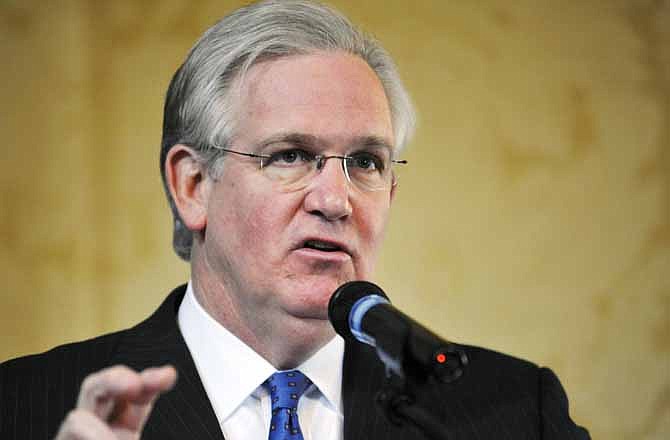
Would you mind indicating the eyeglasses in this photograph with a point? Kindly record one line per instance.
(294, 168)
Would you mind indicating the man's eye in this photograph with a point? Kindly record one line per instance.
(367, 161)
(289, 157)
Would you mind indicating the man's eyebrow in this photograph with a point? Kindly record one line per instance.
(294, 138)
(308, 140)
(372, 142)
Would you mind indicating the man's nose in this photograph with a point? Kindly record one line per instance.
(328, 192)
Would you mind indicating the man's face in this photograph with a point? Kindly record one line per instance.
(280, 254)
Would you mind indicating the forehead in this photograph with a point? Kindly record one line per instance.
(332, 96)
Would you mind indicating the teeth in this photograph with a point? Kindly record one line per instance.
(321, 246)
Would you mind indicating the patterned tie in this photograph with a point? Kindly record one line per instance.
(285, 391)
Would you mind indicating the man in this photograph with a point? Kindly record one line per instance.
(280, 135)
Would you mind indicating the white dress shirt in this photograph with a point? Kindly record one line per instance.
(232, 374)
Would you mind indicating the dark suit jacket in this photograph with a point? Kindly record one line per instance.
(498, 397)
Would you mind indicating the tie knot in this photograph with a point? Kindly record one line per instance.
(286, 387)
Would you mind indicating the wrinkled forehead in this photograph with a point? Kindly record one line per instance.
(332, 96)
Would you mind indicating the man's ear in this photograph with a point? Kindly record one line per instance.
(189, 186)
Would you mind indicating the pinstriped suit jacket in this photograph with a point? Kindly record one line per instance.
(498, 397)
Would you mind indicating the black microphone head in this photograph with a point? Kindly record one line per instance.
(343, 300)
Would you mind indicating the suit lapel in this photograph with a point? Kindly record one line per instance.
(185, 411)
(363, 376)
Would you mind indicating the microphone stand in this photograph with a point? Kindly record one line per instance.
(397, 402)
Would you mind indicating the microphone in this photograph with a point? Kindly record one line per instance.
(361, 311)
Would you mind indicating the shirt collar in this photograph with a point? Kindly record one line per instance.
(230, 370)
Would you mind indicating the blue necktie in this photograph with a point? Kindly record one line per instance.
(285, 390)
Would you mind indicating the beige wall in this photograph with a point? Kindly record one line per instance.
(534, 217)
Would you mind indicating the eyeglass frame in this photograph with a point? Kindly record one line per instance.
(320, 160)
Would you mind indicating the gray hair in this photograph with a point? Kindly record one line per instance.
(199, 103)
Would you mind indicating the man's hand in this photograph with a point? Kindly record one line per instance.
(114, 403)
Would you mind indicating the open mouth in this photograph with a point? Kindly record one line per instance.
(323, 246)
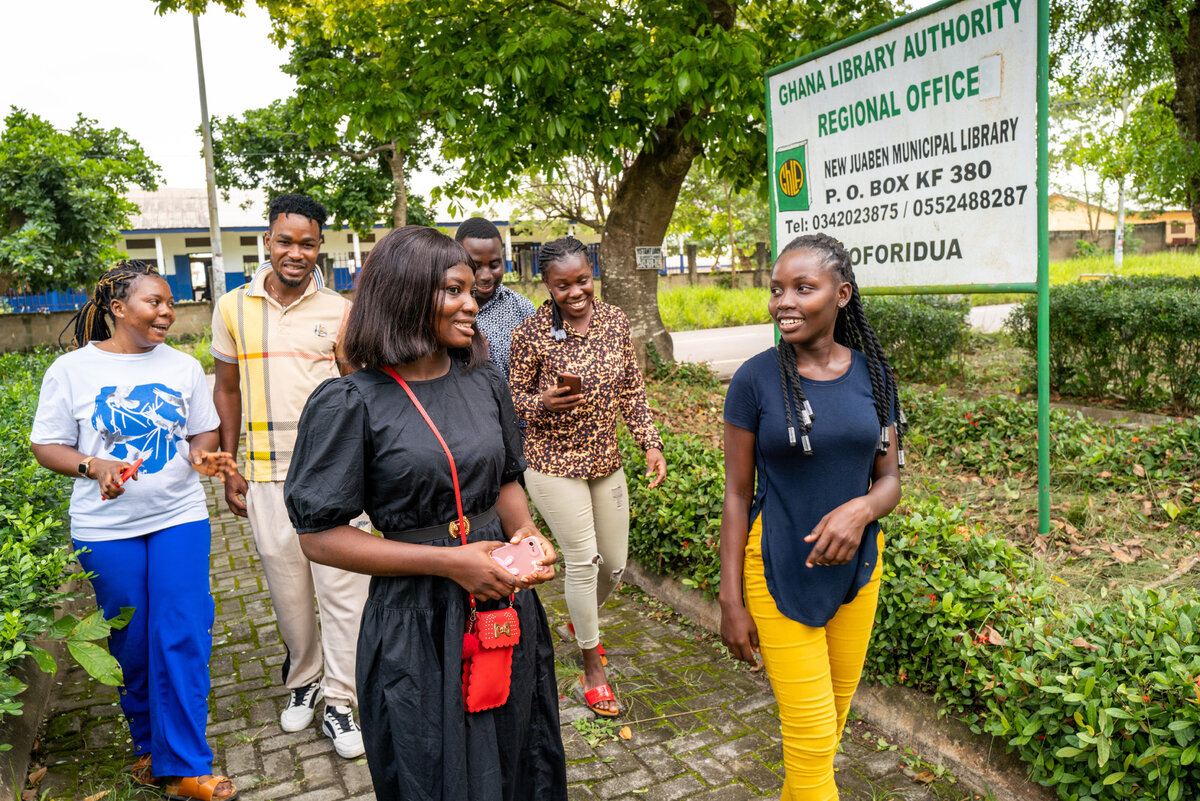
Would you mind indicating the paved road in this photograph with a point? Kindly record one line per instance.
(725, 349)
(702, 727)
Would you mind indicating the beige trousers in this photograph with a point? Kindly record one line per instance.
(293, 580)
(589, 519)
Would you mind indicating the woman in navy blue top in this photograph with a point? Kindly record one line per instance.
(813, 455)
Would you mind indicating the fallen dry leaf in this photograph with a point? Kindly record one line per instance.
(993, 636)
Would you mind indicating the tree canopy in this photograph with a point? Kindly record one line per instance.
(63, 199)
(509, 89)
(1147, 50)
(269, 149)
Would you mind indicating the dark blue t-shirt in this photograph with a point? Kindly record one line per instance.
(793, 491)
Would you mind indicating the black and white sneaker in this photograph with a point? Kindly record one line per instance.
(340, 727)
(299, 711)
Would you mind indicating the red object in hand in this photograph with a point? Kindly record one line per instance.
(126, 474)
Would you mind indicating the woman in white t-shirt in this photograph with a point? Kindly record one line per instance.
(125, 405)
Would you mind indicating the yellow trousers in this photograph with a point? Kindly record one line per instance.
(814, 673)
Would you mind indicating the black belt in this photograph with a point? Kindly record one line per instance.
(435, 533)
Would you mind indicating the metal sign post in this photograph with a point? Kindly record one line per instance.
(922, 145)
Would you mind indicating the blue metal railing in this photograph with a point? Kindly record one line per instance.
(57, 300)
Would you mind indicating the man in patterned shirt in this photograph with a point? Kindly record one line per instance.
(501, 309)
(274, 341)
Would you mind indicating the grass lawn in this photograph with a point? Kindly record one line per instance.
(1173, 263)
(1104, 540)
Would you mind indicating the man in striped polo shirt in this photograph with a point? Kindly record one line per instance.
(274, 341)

____________

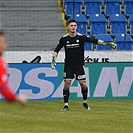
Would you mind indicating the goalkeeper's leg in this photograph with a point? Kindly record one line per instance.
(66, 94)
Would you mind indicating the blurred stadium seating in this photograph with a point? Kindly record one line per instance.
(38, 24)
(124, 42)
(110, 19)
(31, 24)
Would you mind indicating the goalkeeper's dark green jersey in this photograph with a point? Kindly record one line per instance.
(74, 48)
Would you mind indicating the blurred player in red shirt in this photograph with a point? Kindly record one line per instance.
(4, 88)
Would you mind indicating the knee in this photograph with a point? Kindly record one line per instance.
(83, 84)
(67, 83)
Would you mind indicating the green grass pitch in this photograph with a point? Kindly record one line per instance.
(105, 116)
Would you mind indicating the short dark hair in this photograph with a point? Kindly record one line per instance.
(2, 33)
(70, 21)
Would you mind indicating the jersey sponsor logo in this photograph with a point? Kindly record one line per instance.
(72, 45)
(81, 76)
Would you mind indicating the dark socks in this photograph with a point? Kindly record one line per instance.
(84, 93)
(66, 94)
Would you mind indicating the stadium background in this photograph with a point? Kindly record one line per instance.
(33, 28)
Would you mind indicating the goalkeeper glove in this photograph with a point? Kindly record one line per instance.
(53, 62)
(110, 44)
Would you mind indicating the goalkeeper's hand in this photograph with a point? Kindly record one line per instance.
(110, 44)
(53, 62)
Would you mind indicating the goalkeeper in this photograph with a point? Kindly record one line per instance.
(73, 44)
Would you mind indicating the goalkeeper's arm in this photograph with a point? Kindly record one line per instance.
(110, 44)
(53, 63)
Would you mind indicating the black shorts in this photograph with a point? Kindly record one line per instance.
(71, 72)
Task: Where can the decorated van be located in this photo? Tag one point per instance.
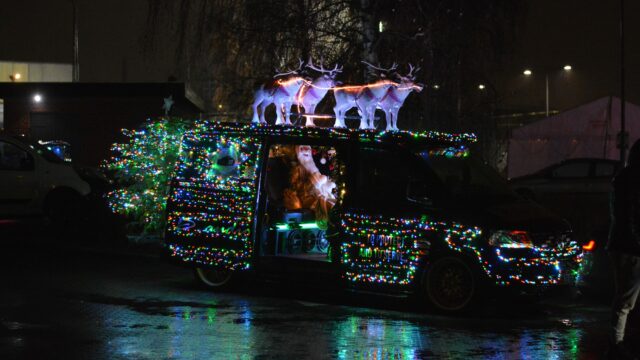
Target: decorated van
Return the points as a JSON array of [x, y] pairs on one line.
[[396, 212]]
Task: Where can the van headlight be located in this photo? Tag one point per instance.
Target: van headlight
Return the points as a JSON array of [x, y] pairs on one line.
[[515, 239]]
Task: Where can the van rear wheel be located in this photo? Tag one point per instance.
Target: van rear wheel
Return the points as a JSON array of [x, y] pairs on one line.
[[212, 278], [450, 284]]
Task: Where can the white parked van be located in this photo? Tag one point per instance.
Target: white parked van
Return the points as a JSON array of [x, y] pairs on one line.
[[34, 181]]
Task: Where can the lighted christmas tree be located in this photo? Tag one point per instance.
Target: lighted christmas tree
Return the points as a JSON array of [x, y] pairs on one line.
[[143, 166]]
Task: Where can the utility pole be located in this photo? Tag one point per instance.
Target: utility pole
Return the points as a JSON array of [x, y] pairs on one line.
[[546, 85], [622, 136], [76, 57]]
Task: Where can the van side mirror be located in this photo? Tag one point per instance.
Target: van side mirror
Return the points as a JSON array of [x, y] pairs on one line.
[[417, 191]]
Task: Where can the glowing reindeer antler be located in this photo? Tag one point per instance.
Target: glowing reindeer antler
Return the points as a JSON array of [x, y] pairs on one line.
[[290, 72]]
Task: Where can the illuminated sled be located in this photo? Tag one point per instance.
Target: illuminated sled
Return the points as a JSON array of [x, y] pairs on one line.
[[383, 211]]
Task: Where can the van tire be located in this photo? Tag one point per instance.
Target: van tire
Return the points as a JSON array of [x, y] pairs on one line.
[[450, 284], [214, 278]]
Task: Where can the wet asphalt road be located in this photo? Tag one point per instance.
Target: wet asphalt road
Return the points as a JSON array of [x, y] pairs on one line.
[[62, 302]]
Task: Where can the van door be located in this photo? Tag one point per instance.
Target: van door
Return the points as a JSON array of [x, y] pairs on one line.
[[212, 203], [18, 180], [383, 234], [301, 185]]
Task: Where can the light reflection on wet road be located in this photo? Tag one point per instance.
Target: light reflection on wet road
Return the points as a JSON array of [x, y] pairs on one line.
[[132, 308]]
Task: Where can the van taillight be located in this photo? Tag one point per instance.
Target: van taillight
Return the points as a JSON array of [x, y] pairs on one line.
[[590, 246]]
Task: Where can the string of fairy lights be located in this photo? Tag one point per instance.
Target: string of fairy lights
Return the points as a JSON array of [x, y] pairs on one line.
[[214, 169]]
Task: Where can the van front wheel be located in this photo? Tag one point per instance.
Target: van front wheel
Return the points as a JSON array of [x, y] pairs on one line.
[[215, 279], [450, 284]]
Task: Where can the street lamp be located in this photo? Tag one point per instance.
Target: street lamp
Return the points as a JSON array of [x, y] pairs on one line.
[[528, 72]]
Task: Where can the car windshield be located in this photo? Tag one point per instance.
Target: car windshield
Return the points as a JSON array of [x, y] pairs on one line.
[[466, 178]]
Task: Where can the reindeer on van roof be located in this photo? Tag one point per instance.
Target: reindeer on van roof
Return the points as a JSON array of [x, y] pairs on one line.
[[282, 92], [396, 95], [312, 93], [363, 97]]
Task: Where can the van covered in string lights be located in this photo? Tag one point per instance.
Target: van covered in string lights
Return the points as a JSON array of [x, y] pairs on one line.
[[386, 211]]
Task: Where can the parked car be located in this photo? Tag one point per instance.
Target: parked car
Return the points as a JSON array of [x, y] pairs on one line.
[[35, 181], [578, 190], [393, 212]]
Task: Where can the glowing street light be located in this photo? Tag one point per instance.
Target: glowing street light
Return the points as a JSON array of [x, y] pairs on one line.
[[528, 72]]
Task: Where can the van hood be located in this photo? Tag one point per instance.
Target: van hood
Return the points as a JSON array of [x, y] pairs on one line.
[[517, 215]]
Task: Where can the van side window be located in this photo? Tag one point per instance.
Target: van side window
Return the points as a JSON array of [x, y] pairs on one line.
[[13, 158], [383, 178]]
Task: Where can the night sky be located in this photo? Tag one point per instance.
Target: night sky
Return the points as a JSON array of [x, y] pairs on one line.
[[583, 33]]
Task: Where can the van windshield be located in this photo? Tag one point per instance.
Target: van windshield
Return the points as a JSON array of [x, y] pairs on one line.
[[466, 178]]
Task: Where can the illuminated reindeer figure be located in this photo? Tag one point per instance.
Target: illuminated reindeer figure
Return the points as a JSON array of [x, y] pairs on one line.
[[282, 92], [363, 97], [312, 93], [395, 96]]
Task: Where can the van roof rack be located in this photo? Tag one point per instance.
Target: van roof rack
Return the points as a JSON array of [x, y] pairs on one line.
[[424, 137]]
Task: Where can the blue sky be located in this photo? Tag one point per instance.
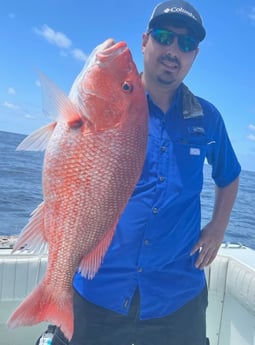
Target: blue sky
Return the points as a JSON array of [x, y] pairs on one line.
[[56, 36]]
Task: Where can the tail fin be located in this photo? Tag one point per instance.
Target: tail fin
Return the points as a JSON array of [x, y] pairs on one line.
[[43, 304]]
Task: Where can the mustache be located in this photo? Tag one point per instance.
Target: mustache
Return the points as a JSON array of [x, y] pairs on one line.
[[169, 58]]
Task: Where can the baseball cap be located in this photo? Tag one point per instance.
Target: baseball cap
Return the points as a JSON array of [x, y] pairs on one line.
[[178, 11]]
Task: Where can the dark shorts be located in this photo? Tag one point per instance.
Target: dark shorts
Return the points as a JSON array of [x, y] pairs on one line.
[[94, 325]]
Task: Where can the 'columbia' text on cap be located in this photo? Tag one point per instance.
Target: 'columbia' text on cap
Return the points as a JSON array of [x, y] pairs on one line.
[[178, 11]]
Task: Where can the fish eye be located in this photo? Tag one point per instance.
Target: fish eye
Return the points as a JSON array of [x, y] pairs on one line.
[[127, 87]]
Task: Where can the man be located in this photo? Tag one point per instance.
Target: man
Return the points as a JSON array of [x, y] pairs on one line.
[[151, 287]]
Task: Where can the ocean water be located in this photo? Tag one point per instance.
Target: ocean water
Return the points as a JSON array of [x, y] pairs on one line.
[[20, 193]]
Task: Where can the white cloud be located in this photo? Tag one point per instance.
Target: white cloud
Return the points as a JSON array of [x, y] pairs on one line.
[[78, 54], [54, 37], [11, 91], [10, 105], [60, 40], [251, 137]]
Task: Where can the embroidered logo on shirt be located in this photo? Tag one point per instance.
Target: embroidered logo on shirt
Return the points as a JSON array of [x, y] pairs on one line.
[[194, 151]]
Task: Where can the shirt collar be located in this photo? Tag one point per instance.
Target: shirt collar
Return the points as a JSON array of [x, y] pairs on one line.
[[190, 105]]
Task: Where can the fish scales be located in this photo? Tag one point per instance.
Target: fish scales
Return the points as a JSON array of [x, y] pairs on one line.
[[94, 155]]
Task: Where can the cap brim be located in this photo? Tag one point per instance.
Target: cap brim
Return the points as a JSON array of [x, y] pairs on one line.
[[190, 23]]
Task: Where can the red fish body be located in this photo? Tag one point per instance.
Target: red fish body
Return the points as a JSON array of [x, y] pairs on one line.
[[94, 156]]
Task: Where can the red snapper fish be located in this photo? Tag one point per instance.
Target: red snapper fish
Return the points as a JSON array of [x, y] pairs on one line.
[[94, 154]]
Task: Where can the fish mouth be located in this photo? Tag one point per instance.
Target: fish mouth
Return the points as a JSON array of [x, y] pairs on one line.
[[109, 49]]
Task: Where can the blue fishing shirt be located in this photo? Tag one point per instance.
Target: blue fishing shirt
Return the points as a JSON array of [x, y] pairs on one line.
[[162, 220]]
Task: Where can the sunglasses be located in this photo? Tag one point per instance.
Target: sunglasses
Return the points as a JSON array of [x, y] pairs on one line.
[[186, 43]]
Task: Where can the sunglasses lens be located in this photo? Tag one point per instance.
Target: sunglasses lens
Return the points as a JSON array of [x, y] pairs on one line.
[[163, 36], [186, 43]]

____________

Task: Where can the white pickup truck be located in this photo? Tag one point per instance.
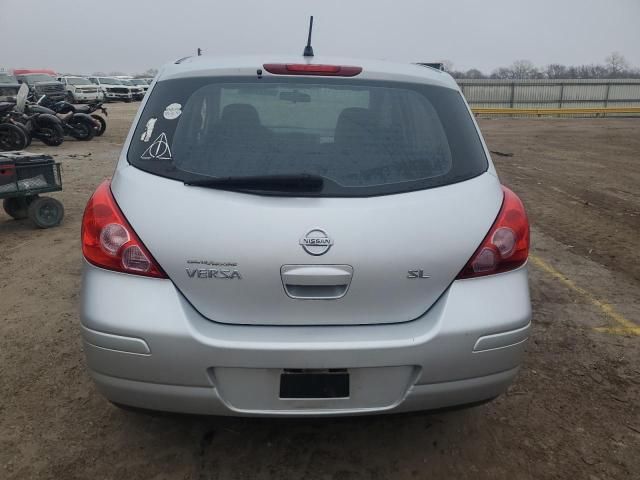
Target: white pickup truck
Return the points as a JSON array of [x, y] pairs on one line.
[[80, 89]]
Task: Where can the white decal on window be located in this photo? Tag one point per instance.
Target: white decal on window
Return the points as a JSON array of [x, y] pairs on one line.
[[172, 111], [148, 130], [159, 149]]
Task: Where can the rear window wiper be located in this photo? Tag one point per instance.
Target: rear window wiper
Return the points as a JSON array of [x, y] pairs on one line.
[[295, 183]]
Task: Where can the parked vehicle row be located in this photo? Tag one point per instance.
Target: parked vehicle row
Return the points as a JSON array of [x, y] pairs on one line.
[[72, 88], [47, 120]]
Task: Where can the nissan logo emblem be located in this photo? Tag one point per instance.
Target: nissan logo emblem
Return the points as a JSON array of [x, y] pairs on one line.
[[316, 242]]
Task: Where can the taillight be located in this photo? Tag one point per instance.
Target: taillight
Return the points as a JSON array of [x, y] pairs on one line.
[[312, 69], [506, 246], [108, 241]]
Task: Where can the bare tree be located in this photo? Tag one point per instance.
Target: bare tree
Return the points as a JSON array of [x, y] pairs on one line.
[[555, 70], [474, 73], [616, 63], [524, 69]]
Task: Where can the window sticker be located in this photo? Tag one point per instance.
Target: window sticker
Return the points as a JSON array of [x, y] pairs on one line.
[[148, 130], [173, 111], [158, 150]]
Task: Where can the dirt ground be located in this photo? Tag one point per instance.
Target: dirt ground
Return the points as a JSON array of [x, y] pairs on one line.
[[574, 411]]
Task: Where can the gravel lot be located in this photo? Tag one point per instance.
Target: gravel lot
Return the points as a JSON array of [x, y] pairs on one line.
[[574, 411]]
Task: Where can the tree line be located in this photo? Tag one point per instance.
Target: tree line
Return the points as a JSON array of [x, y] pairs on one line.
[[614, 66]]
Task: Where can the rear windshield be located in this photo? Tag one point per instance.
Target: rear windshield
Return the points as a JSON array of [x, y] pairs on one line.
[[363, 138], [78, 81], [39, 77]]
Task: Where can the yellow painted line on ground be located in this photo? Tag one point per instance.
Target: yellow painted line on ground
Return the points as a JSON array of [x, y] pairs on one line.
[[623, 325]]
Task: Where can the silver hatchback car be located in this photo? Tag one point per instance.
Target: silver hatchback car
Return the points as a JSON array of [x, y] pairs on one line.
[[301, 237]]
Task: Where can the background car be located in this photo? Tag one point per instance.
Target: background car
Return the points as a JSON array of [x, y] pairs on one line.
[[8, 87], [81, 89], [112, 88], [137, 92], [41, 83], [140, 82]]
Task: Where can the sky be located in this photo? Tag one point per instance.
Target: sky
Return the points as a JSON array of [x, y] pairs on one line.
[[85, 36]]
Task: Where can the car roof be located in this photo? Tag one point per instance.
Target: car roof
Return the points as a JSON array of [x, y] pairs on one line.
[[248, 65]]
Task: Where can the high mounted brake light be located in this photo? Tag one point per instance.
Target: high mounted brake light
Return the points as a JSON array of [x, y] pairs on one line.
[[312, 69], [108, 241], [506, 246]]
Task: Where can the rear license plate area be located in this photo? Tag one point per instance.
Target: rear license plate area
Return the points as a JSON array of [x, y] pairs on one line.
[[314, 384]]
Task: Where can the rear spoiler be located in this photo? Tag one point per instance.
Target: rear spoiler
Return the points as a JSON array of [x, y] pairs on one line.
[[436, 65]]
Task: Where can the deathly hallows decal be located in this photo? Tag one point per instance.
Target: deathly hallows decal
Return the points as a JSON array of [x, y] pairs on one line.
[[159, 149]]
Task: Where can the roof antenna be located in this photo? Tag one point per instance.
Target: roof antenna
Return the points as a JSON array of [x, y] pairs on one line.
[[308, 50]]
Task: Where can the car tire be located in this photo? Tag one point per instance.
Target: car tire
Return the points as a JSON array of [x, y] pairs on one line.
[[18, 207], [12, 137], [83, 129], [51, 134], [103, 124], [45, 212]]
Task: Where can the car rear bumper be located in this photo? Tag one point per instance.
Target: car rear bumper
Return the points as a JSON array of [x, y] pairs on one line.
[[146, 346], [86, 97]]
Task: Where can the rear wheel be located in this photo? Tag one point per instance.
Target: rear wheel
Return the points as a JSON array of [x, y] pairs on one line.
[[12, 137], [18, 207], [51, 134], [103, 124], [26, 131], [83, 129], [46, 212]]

____________

> _Exercise requirements_
Show the lines of the data that hold the word "dirt".

> _The completed task_
Task: Where can the dirt ground be located in this photo? Tag one point per instance.
Target: dirt ground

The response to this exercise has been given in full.